Problem requirements → Gather every line of the data below that contains the word "each" and copy those lines in full. Matching is case-sensitive.

Data for this task →
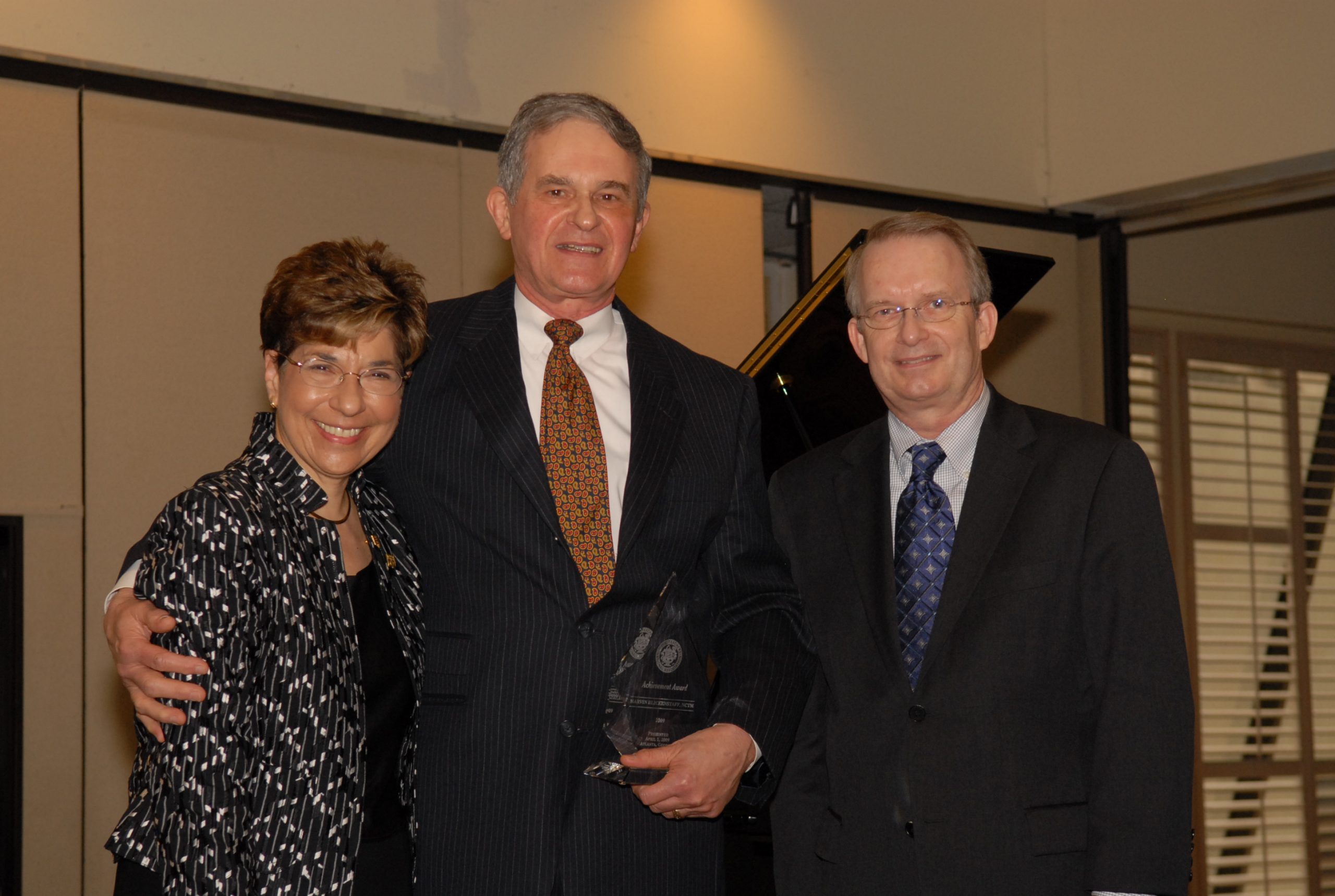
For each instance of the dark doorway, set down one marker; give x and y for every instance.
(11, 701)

==

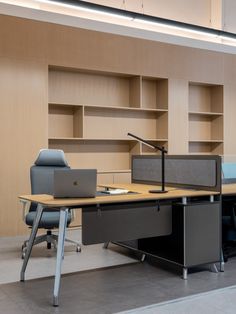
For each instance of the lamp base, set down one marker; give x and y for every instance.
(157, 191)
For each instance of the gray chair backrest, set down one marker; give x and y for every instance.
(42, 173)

* * *

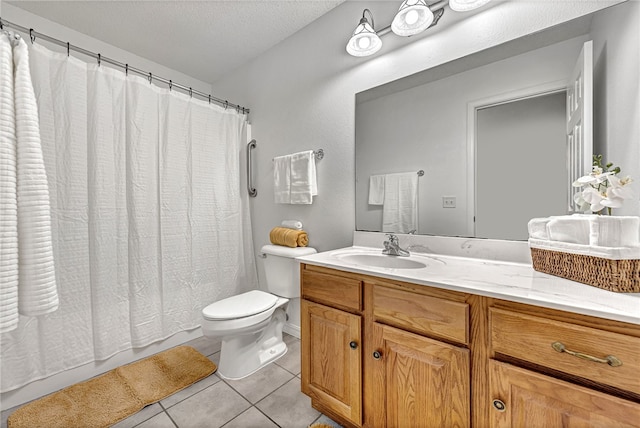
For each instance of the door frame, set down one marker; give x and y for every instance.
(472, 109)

Output of the exercise →
For each instance of the dark doorway, set down one marker; give x and y for every instance.
For each instance of the lamp base, set down one marker; give x and y for every instance.
For each instance of the gray chair backrest, set down one marker; give x and y for every instance.
For each instance of the door frame, set down one marker; give x and y for every instance.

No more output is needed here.